Task directions >> Put every line below into a Markdown table with two columns, "Row" for the row number and "Text" for the line, skipping any blank lines. Leave the pictures out.

[Lines excerpted from a collection]
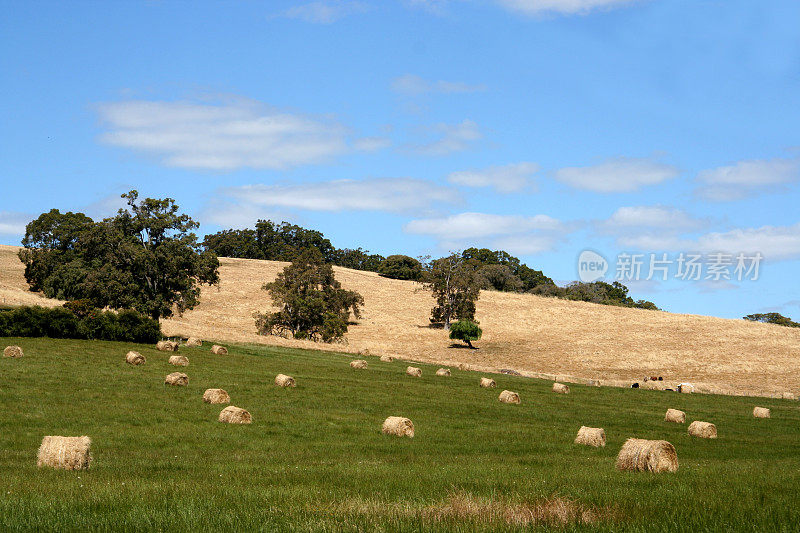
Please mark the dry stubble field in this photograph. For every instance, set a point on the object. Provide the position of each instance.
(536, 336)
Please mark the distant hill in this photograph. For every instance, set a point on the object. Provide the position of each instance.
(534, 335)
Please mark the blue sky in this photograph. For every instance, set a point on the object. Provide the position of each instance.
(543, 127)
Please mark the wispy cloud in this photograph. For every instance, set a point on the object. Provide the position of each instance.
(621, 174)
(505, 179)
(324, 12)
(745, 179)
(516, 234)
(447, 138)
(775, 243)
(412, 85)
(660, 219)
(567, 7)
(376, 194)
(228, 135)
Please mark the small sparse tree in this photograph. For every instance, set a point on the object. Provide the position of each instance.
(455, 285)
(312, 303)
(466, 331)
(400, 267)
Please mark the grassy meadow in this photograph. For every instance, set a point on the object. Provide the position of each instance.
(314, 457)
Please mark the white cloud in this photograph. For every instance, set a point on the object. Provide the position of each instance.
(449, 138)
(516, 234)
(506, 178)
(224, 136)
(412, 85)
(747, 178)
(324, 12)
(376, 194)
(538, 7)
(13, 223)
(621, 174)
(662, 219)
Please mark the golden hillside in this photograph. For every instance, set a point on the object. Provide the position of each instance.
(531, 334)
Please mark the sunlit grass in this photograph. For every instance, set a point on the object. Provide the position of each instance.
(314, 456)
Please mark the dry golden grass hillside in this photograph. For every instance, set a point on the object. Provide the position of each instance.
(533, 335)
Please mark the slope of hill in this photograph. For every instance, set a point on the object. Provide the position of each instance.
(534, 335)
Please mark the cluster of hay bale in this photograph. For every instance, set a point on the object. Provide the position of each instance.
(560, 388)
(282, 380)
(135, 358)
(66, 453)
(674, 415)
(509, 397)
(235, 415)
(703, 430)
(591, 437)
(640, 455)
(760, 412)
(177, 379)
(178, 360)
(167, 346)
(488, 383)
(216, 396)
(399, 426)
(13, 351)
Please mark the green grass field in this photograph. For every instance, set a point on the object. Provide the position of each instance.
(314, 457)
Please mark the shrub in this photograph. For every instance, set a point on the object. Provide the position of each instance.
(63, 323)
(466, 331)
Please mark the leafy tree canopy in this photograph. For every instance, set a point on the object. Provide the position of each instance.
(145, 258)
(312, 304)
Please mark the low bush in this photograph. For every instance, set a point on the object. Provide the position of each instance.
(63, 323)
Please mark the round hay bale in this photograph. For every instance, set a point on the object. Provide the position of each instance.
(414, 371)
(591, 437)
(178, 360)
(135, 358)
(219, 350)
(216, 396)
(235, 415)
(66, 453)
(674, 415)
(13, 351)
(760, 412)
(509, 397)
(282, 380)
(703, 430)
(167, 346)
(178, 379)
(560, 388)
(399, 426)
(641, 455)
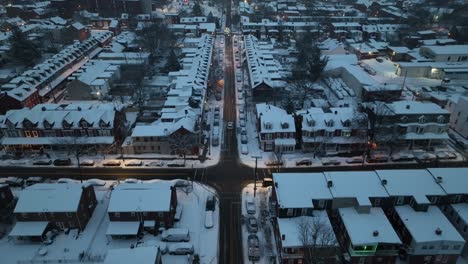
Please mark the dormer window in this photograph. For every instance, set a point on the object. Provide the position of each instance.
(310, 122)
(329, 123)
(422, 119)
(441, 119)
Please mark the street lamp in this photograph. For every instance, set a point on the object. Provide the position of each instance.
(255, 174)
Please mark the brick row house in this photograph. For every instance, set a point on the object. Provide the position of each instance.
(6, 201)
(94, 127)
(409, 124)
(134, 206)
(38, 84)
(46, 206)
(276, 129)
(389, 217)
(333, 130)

Solution to this exercise >>
| Row | Text |
|---|---|
| 1 | Please mark the dry stubble field in this photograph. For every instance, set a point on the object. Provide the position of each instance. |
| 2 | (536, 336) |
| 3 | Please mark the distant hill in this photograph. For every instance, set a point on the object. Provide the position of each instance. |
| 4 | (534, 335) |
| 5 | Please mark the blue sky in this photograph. For every instance, set a point on the object. Provide the position of each instance. |
| 6 | (543, 127) |
| 7 | Please mark the wispy cloud in this photograph. For every instance, set a point on the object. Provide the position of each instance. |
| 8 | (621, 174) |
| 9 | (505, 179) |
| 10 | (324, 12) |
| 11 | (745, 179) |
| 12 | (516, 234) |
| 13 | (447, 138) |
| 14 | (775, 243) |
| 15 | (412, 85) |
| 16 | (660, 219) |
| 17 | (567, 7) |
| 18 | (376, 194) |
| 19 | (228, 135) |
| 20 | Please mark the small sparse tree in this photograph. For every instance, set a point on the object. Provide the position of each instance. |
| 21 | (455, 285) |
| 22 | (312, 303) |
| 23 | (466, 331) |
| 24 | (400, 267) |
| 25 | Please mark the grassy meadow in this photograph. For every instance, set a point on the object. Provide the position of each instance. |
| 26 | (314, 457) |
| 27 | Please mark the white cloud in this photograph. For every instance, set a point on the object. Provide the position of each instance. |
| 28 | (449, 138) |
| 29 | (516, 234) |
| 30 | (506, 178) |
| 31 | (224, 136) |
| 32 | (412, 85) |
| 33 | (747, 178) |
| 34 | (324, 12) |
| 35 | (376, 194) |
| 36 | (538, 7) |
| 37 | (13, 223) |
| 38 | (621, 174) |
| 39 | (662, 219) |
| 40 | Please mark the golden hillside in this photograph. For every instance, set a point on the object. Provide the position of each instance. |
| 41 | (531, 334) |
| 42 | Please mark the sunlit grass in this photograph. For every instance, set a point on the object. Provide the position of each instance. |
| 43 | (314, 456) |
| 44 | Please mark the dry golden grass hillside in this photograph. For every instance, set a point on the object. Provide the position of each instance. |
| 45 | (533, 335) |
| 46 | Please mark the slope of hill in this photograph. For every instance, set a point on the object. Provide the position of each instance. |
| 47 | (534, 335) |
| 48 | Please mark the cluster of hay bale in this photograph. For every instance, set a point on the object. Provide the position of each instance. |
| 49 | (560, 388) |
| 50 | (282, 380) |
| 51 | (135, 358) |
| 52 | (66, 453) |
| 53 | (674, 415) |
| 54 | (509, 397) |
| 55 | (235, 415) |
| 56 | (703, 430) |
| 57 | (591, 437) |
| 58 | (640, 455) |
| 59 | (760, 412) |
| 60 | (177, 379) |
| 61 | (178, 360) |
| 62 | (167, 346) |
| 63 | (488, 383) |
| 64 | (216, 396) |
| 65 | (399, 426) |
| 66 | (13, 351) |
| 67 | Please mark the green grass field in this photograph. For every instance, set a point on the object. Provide the position of each instance. |
| 68 | (314, 457) |
| 69 | Please mark the shrub in this photograph. For every instance, set a point on the object. Provide the position of each instance. |
| 70 | (63, 323) |
| 71 | (466, 331) |
| 72 | Please mark the leafy tree canopy in this photograph. For every instance, set a point on the object. Provide the position of each instance. |
| 73 | (145, 258) |
| 74 | (312, 304) |
| 75 | Please mark the low bush in this photograph. For every instance, set a point on the object. Provide the position of each instance. |
| 76 | (63, 323) |
| 77 | Please mark the round hay bale in this photograph. For every instance, set a point on the object. Provide the position of each instance. |
| 78 | (414, 371) |
| 79 | (591, 437) |
| 80 | (178, 360) |
| 81 | (135, 358) |
| 82 | (219, 350) |
| 83 | (216, 396) |
| 84 | (235, 415) |
| 85 | (66, 453) |
| 86 | (674, 415) |
| 87 | (13, 351) |
| 88 | (760, 412) |
| 89 | (509, 397) |
| 90 | (282, 380) |
| 91 | (703, 430) |
| 92 | (167, 346) |
| 93 | (178, 379) |
| 94 | (560, 388) |
| 95 | (399, 426) |
| 96 | (641, 455) |
| 97 | Please mark the dormer window in this photograph. For every instance, set a point on the object. Provide the position of each instance. |
| 98 | (310, 122) |
| 99 | (329, 123) |
| 100 | (422, 119) |
| 101 | (441, 119) |
| 102 | Please mark the street lamp in this photograph. For every instance, set a point on the object. Provide the position of each instance. |
| 103 | (255, 174) |
| 104 | Please mark the brick row house in this photograph. For every instance, set a point on the object. Provide the position of each instance. |
| 105 | (6, 201) |
| 106 | (94, 127) |
| 107 | (409, 124) |
| 108 | (134, 206) |
| 109 | (38, 84) |
| 110 | (46, 206) |
| 111 | (276, 129) |
| 112 | (389, 217) |
| 113 | (333, 130) |